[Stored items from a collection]
______

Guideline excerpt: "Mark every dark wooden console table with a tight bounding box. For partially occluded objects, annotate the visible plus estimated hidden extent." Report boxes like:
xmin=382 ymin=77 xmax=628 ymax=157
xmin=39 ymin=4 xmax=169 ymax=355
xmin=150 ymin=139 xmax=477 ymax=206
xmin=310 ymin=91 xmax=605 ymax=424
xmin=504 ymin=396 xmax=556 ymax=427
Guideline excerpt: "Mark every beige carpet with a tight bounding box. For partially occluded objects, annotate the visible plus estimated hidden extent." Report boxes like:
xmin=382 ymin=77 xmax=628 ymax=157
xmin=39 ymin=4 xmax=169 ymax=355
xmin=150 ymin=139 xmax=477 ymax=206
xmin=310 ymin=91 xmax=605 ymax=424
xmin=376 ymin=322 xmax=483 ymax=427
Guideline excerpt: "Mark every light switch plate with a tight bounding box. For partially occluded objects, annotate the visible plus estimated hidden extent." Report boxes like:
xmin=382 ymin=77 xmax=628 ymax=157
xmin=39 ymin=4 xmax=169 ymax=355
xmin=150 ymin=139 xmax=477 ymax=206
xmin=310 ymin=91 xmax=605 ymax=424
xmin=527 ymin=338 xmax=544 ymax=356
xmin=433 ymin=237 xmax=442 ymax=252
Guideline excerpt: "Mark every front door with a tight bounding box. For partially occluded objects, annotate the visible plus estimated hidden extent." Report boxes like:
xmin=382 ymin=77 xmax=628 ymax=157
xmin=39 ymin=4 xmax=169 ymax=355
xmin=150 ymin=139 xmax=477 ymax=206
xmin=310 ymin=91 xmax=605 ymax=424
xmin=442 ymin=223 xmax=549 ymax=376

______

Set exercise:
Can you reproduce the material above with "Annotation rule" substituted for each "Guideline excerpt", leaving everything else unchanged?

The completed task:
Annotation rule: "Mark every dark wooden console table with a tight bounding box. For partially occluded objects, annotate the visible plus estimated hidden extent." Report boxes like:
xmin=382 ymin=77 xmax=628 ymax=157
xmin=39 ymin=4 xmax=169 ymax=355
xmin=150 ymin=139 xmax=477 ymax=206
xmin=310 ymin=91 xmax=605 ymax=424
xmin=504 ymin=396 xmax=556 ymax=427
Annotation rule: "Mark every beige carpet with a tight bounding box. For partially occluded objects, annotate the visible plus estimated hidden extent." Report boxes like:
xmin=382 ymin=77 xmax=628 ymax=157
xmin=39 ymin=4 xmax=169 ymax=355
xmin=150 ymin=139 xmax=477 ymax=206
xmin=310 ymin=91 xmax=605 ymax=424
xmin=376 ymin=322 xmax=483 ymax=427
Annotation rule: "Mark every light switch plate with a tight bounding box. For partially occluded objects, annotate the visible plus estimated hidden extent." Report boxes like:
xmin=382 ymin=77 xmax=628 ymax=157
xmin=39 ymin=4 xmax=169 ymax=355
xmin=150 ymin=139 xmax=477 ymax=206
xmin=310 ymin=91 xmax=605 ymax=424
xmin=527 ymin=338 xmax=544 ymax=356
xmin=433 ymin=237 xmax=442 ymax=252
Annotation rule: "Mark every front door with a tight bounding box. For partially occluded objects, annotate the visible plus estimated hidden extent." Report boxes like:
xmin=382 ymin=77 xmax=628 ymax=157
xmin=39 ymin=4 xmax=169 ymax=355
xmin=150 ymin=139 xmax=477 ymax=206
xmin=310 ymin=91 xmax=605 ymax=424
xmin=442 ymin=223 xmax=549 ymax=376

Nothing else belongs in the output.